### Problem to solve
Your response should consist of the entries below, reproduced exactly and without their images.

### Records for the exercise
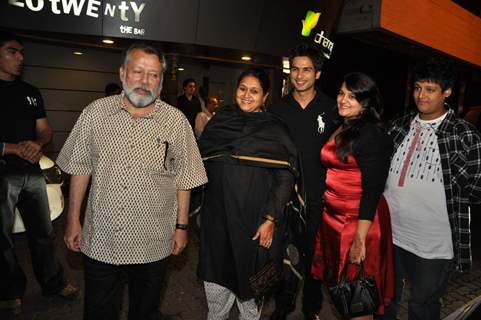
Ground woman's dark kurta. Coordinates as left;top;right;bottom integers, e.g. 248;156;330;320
197;105;298;299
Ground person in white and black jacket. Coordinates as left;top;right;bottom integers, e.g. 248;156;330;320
384;58;481;320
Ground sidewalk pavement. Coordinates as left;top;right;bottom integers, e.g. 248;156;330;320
9;214;481;320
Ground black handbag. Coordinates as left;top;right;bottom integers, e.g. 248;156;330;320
248;181;305;298
248;246;282;297
328;262;380;318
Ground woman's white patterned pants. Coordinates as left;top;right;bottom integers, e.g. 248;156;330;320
203;281;262;320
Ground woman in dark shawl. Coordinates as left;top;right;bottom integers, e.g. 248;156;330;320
198;68;298;319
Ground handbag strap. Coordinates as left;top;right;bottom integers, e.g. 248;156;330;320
358;262;367;279
339;261;367;284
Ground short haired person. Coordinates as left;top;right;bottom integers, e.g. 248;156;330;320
383;58;481;320
194;96;219;138
104;82;122;96
57;43;207;320
0;31;79;317
177;78;202;129
269;43;336;320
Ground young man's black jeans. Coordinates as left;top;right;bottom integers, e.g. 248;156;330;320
0;162;66;300
273;201;324;318
383;245;451;320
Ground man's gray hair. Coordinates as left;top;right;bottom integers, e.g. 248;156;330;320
122;43;167;72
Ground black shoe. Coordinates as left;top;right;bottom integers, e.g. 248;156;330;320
0;299;22;319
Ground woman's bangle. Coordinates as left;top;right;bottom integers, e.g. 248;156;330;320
175;223;188;230
263;215;276;224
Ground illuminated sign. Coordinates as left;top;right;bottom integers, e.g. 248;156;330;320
314;31;334;59
301;9;335;59
1;0;345;58
8;0;146;21
301;10;321;37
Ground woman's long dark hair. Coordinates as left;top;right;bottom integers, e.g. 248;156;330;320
335;72;383;162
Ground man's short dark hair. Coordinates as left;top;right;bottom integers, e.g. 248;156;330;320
104;82;122;96
183;78;196;88
0;30;23;48
122;43;166;71
413;57;456;91
288;43;325;72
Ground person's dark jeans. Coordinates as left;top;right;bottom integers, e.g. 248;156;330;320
382;245;451;320
273;201;324;318
0;163;66;299
83;255;169;320
302;201;324;317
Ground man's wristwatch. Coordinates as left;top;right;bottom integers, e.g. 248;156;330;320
175;223;188;230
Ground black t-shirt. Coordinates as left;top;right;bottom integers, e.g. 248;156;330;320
269;91;336;204
0;79;46;165
176;94;202;129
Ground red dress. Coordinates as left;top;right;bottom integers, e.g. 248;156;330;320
311;141;394;315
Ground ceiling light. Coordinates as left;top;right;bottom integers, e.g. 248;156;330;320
282;57;290;74
73;51;83;55
177;67;185;71
241;56;252;61
102;39;114;44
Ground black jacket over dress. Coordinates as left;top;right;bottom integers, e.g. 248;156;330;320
198;105;298;299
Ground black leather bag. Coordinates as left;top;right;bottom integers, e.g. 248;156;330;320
248;246;282;297
328;263;380;318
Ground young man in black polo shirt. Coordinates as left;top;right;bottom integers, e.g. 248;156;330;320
176;78;202;129
269;43;335;320
0;31;78;317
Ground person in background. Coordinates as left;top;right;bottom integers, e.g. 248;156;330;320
104;82;122;96
57;43;207;320
383;58;481;320
195;96;219;138
311;72;394;319
269;43;335;320
177;78;202;129
198;68;298;320
0;31;79;318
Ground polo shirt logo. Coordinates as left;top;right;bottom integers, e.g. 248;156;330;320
26;96;38;107
317;113;325;134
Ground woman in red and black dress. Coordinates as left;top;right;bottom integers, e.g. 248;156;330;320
311;72;394;319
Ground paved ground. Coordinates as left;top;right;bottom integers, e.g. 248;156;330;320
6;210;481;320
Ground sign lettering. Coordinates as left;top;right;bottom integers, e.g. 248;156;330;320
8;0;145;21
314;31;334;59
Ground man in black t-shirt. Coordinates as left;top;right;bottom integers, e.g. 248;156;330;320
269;43;335;320
176;78;202;129
0;31;78;317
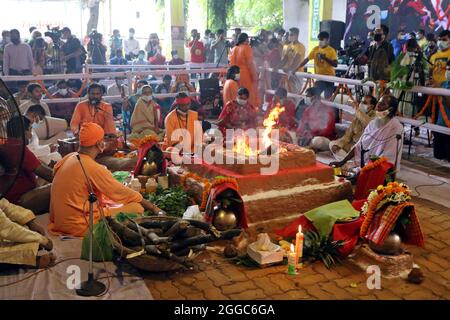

### Exercise output
Ground woman's dark kurta. Coordinates as left;top;right;bottom integers, e.g. 248;156;330;320
197;105;298;299
Ground person in white and black jacket. Coordinates as left;top;right;bottom integers, e.g. 248;156;330;320
384;58;481;320
Ground sidewalk pavement. Coordinates as left;top;right;bottom integers, e.g. 248;156;330;320
9;214;481;320
Ground black handbag. Coordinates as left;top;right;bottom integers, e.g. 248;156;330;320
248;181;305;298
248;246;282;297
328;262;380;318
Ground woman's white patterned pants. Coordinates as left;top;right;bottom integers, e.g. 248;156;330;320
203;281;262;320
Ground woman in dark shawl. Coordinates as left;top;right;bottom integers, e.g. 248;156;330;320
198;68;298;319
Ground handbag strap. Coordinates as left;top;right;bottom integers, e.g. 248;156;330;320
358;262;367;279
339;261;367;284
Ground short haired person. Coordinates as left;top;right;bottom integers, e.g. 248;156;330;320
383;58;481;320
194;96;219;138
104;82;122;96
57;43;207;320
0;31;79;317
177;78;202;129
269;43;336;320
Ground young man's black jeans. Coordinates as left;top;right;bottom integers, e.g. 248;156;330;320
0;162;66;300
273;201;324;318
383;245;451;320
Ground man's gray hair. Coordinates as left;top;right;bottom integers, e.g. 248;156;330;320
122;43;167;72
Ground black shoe. Coordinates as left;top;right;bottom integers, e.g. 248;156;330;320
0;299;22;319
Ground woman's bangle. Coordinates as left;top;right;bottom integers, e.g. 248;156;330;320
175;223;188;230
263;215;276;224
Ground illuminated sign. Coordinates as left;top;right;bottom integers, e.g. 248;156;330;320
314;31;334;59
301;9;335;59
1;0;345;58
8;0;146;21
301;10;321;37
Ground woman's long dark hair. Coordinates as left;top;right;bottom integers, e.g. 248;156;330;320
335;72;383;162
Ground man's short dark hair. Coordinates as left;top;right;bottom integers, e.g. 248;156;330;320
104;82;122;96
183;78;196;88
0;30;23;48
122;43;166;71
413;57;456;91
288;43;325;72
Ground person's dark jeans. Coordinates as left;top;right;bottom integers, e.g. 248;156;330;320
382;245;451;320
273;201;324;318
0;163;66;299
83;255;169;320
302;201;324;317
Ground man's wristwatch. Coordinates as left;top;right;bottom integers, e.g. 248;156;330;320
175;223;188;230
Ground black t-shirt. Coordinates as left;top;right;bottom integers, e.g. 248;156;330;320
269;91;336;204
0;79;46;165
176;94;202;129
Ground red dress. Coordinates as left;top;right;bottom integers, e.g. 248;156;330;320
311;141;394;315
Ground ceiling light. Coordinates as left;top;right;bottom integers, e.g. 248;156;330;320
282;57;290;74
73;51;83;55
177;67;185;71
241;56;252;61
102;39;114;44
Ground black jacket over dress. Coordinates as left;top;right;bottom integers, e.g. 248;156;330;320
198;105;298;299
Ground black leather bag. Coordinates as left;top;right;bottom integers, e.g. 248;156;330;320
248;246;282;297
328;263;380;318
Ground young man in black polo shirt. Coordinates as left;top;right;bottom integers, e.g. 248;156;330;320
176;78;202;129
269;43;335;320
0;31;78;317
Ground person in background. Coordinates as left;top;right;bottom integers, e.g. 248;156;330;320
104;82;122;96
57;43;207;320
383;58;481;320
195;96;219;138
311;72;394;319
269;43;335;320
177;78;202;129
198;68;298;320
0;31;79;318
Ground polo shirt logo. Coordinates as left;top;right;bottom integers, e.g. 248;156;330;320
26;96;38;107
317;113;325;134
Ground woman in red and black dress. Coordinates as left;top;right;bottom integers, e.g. 248;156;330;320
311;72;394;319
Ground paved ground. Coordinates as left;top;right;bottom integers, e.g. 248;156;330;320
6;210;481;320
Ground sign lettering. Coordinates as left;top;right;bottom integers, e.g. 248;156;330;320
8;0;145;21
314;31;334;59
Ground man in black t-shirt. Coordinates as left;top;right;bottom integers, e.g. 248;156;330;320
269;43;335;320
176;78;202;129
0;31;78;317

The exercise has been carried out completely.